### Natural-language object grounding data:
::::::::::

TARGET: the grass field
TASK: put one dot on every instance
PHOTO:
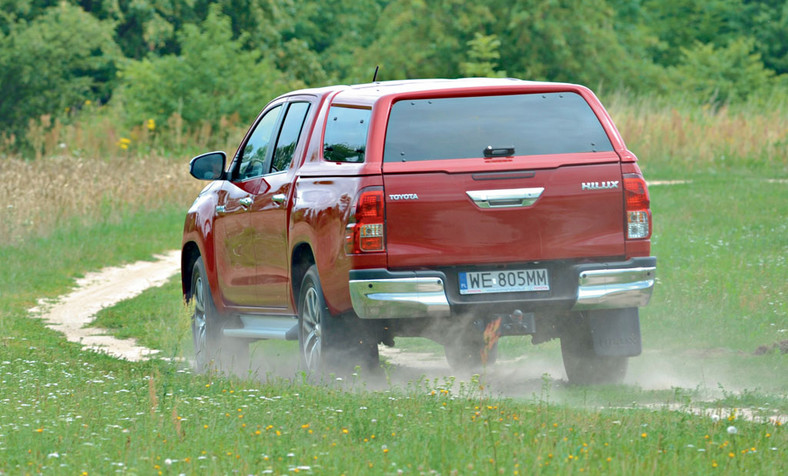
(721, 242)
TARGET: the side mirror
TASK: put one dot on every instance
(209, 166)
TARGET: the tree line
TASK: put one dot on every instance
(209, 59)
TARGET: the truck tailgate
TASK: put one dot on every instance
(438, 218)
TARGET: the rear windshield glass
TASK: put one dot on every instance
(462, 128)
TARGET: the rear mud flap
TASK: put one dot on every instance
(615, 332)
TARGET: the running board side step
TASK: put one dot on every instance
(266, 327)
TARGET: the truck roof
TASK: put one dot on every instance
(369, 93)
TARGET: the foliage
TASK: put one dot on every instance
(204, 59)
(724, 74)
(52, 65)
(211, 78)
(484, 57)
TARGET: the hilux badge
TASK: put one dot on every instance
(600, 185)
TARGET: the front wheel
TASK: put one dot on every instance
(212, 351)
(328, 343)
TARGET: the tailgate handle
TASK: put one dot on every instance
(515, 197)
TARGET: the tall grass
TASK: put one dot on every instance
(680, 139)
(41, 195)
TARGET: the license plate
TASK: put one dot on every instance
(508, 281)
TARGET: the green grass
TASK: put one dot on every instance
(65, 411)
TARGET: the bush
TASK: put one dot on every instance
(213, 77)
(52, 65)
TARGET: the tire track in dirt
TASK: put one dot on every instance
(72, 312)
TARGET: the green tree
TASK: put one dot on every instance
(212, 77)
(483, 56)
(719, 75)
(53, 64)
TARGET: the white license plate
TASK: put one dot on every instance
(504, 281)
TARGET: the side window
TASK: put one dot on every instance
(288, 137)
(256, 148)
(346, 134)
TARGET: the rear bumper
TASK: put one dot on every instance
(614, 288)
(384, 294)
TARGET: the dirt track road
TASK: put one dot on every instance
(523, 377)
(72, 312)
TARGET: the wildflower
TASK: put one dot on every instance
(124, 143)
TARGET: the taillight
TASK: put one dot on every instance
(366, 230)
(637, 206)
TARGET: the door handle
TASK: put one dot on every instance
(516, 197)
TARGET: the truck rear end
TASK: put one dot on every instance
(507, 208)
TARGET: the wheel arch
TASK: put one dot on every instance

::::::::::

### Task directions:
Scan the data above; copy every line where "side" appears.

### Expected output:
TARGET: the side mirror
TARGET: the running board side step
TARGET: the side window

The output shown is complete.